| GIVEN REQUEST |
Turn every line of the data below into a JSON list of strings, one string per line, skipping blank lines and leaving out the pictures.
************
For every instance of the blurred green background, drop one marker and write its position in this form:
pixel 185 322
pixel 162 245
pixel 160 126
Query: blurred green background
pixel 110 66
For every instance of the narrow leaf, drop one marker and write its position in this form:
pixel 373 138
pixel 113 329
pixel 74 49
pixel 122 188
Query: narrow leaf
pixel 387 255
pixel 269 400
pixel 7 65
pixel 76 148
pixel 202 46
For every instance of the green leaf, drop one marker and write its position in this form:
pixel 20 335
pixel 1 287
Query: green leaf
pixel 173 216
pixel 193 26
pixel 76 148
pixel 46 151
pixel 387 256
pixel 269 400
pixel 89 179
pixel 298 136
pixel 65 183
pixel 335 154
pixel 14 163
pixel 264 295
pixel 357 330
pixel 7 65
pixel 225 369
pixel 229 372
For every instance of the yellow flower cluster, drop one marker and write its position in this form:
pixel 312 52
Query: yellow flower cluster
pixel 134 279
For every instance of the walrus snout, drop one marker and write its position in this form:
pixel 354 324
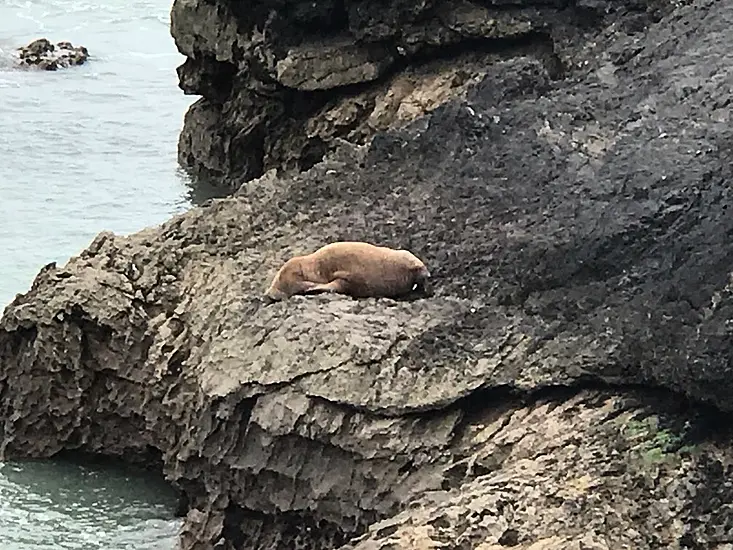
************
| FINISHED ANSWER |
[
  "For every instance of the blurred green background, drop one marker and write its position in this form:",
  "pixel 185 322",
  "pixel 162 245",
  "pixel 160 126",
  "Query: blurred green background",
  "pixel 110 66",
  "For every instance of the narrow leaf, drop one marker and write its position in this form:",
  "pixel 373 138",
  "pixel 113 329",
  "pixel 74 49",
  "pixel 122 188",
  "Query: narrow leaf",
  "pixel 387 255",
  "pixel 269 400",
  "pixel 7 65",
  "pixel 76 148",
  "pixel 202 46",
  "For every instance of the green leaf, drop one marker and write its position in this form:",
  "pixel 20 335",
  "pixel 1 287",
  "Query: green leaf",
  "pixel 173 216",
  "pixel 193 26",
  "pixel 76 148",
  "pixel 46 151",
  "pixel 387 256",
  "pixel 269 400",
  "pixel 89 179",
  "pixel 298 136",
  "pixel 65 183",
  "pixel 335 154",
  "pixel 14 163",
  "pixel 264 295",
  "pixel 357 330",
  "pixel 7 65",
  "pixel 225 369",
  "pixel 229 372",
  "For every instance of the yellow flower cluster, drop one marker and write its position in this form:",
  "pixel 312 52",
  "Query: yellow flower cluster",
  "pixel 134 279",
  "For every instance of the walrus snout, drop one marker and write its position in this form:",
  "pixel 354 324"
]